# Page:
+++
Make a move and the kid gets it

A US firm which sells handheld puke-ray weapons for the police and military markets has adopted a novel marketing ploy. For every chunder-gat purchased, the company will donate a small sum to help the families of cops and troops who have been killed in the line of duty.

Laser Energetics of New Jersey announced that its Dazer Laser™ weapons were ready for shipping in June. The company offers a hefty raypistol-format job, the Defender™, or a handier torch/sick-sabre style affair called Guardian™. The weapons' flickering beams, when directed into an opponent's eyes, are said to cause nausea and impaired balance.

Now, to sweeten the deal even further for any police or military purchasing chiefs still undecided, Laser Energetics has pledged that for every Defender bought it will donate $25 (or $15 for a Guardian) to the "Have a Heart - Save a Life™" fund. This worthy organisation, set up by Laser Energetics and the Star Spangled Americans Society ("Ignore politics and embrace patriotism!") "will supply money to charities that provide donations to those families of the fallen brave", according to Laser Energetics.
+++
# Supplied information:
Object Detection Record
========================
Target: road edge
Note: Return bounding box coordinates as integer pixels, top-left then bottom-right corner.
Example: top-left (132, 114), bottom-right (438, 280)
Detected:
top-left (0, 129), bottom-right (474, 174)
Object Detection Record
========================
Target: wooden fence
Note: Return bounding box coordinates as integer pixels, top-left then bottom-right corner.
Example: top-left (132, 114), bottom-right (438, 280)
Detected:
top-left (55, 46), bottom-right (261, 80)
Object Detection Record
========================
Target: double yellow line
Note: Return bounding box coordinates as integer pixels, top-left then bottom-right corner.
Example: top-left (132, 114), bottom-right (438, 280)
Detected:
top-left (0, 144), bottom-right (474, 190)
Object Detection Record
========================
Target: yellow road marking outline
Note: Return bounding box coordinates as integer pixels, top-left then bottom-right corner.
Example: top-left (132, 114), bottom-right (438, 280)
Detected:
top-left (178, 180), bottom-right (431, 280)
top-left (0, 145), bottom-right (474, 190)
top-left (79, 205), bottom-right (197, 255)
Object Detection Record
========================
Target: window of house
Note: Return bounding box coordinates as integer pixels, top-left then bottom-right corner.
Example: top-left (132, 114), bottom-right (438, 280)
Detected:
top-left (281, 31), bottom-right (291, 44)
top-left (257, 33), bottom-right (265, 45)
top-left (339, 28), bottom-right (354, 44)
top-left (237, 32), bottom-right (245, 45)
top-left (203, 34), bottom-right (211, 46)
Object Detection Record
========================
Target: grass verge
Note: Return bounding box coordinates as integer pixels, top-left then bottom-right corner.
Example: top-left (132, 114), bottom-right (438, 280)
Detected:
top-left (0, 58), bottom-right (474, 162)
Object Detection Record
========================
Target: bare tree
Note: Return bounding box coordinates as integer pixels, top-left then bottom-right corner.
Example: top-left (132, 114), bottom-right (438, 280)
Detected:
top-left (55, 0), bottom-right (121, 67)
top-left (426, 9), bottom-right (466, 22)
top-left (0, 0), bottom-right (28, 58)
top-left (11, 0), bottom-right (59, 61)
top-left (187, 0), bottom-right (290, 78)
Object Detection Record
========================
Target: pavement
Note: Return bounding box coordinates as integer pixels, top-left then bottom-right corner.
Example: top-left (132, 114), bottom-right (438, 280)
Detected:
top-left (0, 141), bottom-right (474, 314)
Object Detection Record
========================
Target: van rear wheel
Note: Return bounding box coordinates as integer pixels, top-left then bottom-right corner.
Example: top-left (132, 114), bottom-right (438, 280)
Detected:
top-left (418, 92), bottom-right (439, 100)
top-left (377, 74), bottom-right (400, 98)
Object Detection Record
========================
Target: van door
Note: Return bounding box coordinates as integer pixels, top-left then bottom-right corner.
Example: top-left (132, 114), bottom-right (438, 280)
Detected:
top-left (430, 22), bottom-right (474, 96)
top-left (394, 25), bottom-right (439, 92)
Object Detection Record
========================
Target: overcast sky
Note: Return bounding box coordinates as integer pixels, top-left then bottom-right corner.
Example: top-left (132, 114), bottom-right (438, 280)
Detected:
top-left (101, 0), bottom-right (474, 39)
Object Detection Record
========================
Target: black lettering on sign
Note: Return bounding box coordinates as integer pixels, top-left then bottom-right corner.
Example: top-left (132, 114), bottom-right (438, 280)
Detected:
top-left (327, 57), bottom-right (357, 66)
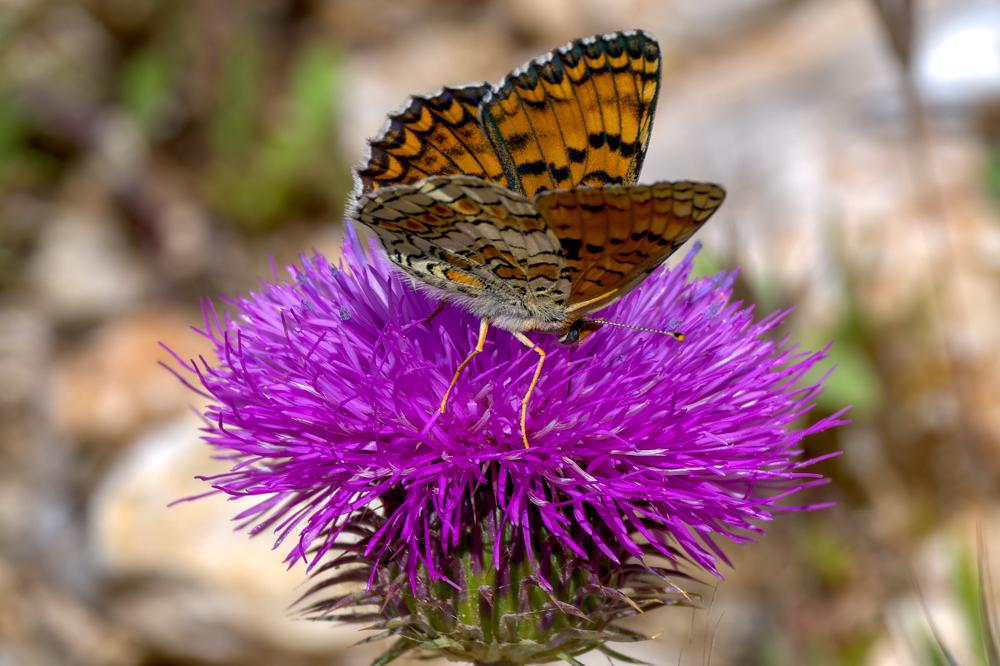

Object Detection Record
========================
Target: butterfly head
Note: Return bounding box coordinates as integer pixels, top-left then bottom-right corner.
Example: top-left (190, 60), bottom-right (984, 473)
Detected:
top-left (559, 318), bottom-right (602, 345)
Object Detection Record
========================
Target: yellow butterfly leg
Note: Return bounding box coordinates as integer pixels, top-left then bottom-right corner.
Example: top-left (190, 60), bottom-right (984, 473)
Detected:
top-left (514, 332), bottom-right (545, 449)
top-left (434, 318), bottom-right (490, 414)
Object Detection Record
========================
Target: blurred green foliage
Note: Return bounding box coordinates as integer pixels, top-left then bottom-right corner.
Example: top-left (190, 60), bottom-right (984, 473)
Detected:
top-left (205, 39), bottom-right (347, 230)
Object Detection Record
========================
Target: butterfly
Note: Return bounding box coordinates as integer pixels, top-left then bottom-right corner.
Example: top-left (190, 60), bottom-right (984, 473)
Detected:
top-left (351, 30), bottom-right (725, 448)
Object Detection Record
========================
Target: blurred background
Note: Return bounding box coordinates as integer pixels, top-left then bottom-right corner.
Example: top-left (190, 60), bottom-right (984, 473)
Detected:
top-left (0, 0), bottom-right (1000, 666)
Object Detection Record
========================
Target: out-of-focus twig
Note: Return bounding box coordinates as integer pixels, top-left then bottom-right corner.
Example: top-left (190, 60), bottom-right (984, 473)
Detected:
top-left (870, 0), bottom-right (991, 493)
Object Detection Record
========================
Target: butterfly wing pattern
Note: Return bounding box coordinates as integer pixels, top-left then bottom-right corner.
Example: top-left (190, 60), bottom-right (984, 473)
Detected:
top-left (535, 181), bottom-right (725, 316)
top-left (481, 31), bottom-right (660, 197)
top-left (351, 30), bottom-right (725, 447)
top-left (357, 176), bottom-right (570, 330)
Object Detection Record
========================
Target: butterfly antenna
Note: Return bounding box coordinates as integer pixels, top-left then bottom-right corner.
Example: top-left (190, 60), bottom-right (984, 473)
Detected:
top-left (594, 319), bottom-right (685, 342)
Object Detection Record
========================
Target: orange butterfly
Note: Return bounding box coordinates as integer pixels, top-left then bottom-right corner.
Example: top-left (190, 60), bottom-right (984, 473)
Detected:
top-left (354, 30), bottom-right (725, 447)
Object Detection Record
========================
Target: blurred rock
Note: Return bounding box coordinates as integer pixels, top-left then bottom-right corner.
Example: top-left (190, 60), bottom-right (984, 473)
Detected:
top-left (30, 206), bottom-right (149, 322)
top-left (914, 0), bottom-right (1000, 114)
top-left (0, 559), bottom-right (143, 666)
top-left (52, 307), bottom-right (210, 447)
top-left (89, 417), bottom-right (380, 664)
+++
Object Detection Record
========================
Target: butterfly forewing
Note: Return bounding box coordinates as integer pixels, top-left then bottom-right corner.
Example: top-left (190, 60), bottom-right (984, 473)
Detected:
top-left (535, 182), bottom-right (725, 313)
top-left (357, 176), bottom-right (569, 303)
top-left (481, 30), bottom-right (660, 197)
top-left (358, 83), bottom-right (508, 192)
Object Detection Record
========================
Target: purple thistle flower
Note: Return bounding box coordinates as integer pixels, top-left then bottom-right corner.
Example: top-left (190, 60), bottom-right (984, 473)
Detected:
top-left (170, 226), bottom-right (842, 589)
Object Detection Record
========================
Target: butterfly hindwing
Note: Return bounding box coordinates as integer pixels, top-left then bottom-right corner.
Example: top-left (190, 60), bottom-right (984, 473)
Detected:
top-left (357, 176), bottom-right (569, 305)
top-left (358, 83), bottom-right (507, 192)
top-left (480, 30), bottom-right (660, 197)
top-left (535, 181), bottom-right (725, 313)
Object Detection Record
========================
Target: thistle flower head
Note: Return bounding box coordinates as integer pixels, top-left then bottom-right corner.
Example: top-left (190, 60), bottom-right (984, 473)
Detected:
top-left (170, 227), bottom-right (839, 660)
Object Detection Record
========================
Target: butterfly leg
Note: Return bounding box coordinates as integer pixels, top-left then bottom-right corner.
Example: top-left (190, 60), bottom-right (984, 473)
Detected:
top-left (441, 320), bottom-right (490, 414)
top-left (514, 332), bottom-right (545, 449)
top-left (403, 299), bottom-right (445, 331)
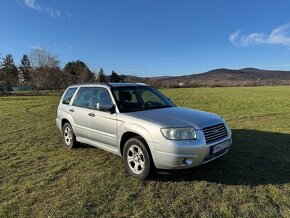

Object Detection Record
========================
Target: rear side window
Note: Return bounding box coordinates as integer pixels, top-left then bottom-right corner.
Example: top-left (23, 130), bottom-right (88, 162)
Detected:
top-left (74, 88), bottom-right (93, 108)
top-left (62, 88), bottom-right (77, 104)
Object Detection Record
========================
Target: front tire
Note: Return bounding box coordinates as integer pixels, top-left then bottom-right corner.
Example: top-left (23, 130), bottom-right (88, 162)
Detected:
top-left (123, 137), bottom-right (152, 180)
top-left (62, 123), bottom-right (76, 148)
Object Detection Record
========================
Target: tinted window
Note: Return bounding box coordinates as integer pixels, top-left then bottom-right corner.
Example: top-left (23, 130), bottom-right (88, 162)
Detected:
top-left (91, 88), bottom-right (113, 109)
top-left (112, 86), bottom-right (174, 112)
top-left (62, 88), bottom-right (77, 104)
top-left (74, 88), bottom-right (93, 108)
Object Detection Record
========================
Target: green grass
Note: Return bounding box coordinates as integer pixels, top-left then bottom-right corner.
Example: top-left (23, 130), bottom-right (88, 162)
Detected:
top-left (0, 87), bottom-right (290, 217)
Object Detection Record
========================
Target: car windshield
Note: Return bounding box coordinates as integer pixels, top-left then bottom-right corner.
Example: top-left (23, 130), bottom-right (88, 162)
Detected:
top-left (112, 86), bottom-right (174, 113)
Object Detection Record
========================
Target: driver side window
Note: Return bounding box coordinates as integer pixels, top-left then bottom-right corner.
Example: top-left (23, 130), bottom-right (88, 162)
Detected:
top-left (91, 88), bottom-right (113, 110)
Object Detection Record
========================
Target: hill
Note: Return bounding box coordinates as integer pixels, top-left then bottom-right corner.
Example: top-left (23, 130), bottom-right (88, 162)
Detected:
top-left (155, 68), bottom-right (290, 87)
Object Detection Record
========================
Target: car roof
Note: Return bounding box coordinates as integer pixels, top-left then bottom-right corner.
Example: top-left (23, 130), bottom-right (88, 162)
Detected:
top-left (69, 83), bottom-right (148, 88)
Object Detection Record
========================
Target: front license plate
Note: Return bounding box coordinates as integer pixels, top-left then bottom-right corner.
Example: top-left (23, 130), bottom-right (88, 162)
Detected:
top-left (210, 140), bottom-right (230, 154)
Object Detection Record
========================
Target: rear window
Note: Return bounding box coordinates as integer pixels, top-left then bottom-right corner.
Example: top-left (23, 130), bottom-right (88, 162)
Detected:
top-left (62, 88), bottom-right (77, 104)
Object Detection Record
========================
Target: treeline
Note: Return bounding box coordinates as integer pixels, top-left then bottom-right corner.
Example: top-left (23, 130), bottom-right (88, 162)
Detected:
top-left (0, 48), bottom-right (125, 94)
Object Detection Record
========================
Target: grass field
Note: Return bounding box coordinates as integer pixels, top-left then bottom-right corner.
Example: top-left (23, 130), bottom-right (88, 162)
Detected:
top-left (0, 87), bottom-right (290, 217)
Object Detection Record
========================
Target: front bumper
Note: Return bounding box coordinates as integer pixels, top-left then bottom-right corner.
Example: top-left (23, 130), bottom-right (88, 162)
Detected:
+++
# Instructions:
(A) Name every item in the laser weapon article that carries a trademark symbol.
(B) According to the laser weapon article, why did Laser Energetics pledge to donate money for each weapon sold?

# Answers below:
(A) Dazer Laser™, Defender™, Guardian™, "Have a Heart - Save a Life™"

(B) The pledge is meant to make the offer more attractive to police or military purchasing chiefs who haven't yet decided to buy. The company gives $25 for each Defender and $15 for each Guardian to a fund that helps the families of cops and troops killed in the line of duty.